*TEXTAUSZUG*:
◇ ◇ ◇ ◇ ◇ ◇ ◇
Die FIFA Fußball WM 2022 in Katar

FIFA WM 2022 Katar und die WM - ein lohnenswerter Kauf

Stand: 19.12.2022 08:13 Uhr

Vier Wochen Weltmeisterschaft in Katar gehen zu Ende. Der Gastgeber hat für sehr viel Geld bekommen, was er wollte. Die Kritik bleibt berechtigt. Eine persönliche Bilanz.

Von Marcus Bark, Doha

Das Kinderfest, eine Show mit traditionell gekleideten Pferden und ein paar weitere Programmpunkte fallen der Coronapandemie zum Opfer. Die Militärparade entlang der kilometerlangen Strandpromenade an der Bucht von Doha aber wird es geben, genau wie das große Feuerwerk. Katar feiert am Sonntag groß, der 18. Dezember ist der Nationalfeiertag, an dem der Emir die Parade abnehmen wird. Schon um 9 Uhr Ortszeit geht es los, neun Stunden später dürfte Tamim bin Hamad Al Thani im Stadion Lusail sitzen und zwei seiner besten Spieler sehen.

Sie gehören ihm nicht persönlich, und sie spielen auch nicht für die katarische Nationalmannschaft, die sang-, klang- und punktlos in der Vorrunde der Weltmeisterschaft scheiterte. Aber Argentiniens Lionel Messi und Frankreichs Kylian Mbappé sind zwei der Stars bei Paris Saint-Germain, und diesen Klub darf der Emir von Katar schon als sein Eigentum betrachten, auch wenn offiziell ein Staatsfonds Katars hinter dem französischen Serienmeister steckt.

Katar hat sich 2011 bei PSG eingekauft, ein Jahr, nachdem es den Zuschlag für die WM bekommen hatte, der vermutlich auch sehr viel Bestechungsgeld gekostet hat. Derzeit erschüttert ein Korruptionsskandal das Europäische Parlament, und es gibt Indizien, dass Katar seine Geldscheine im Spiel hat.
◇ ◇ ◇ ◇ ◇ ◇ ◇
*DATENAUSZUG*:

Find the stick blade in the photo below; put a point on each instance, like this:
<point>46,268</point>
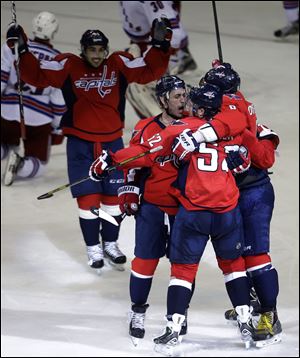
◇ ◇ ◇ ◇ ◇ ◇ ◇
In welchem Jahr hat sich Katar laut dem Textauszug bei Paris Saint-Germain eingekauft? Die Daten werden für die Bearbeitung nicht gebraucht.

Katar hat sich 2011 bei Paris Saint-Germain eingekauft.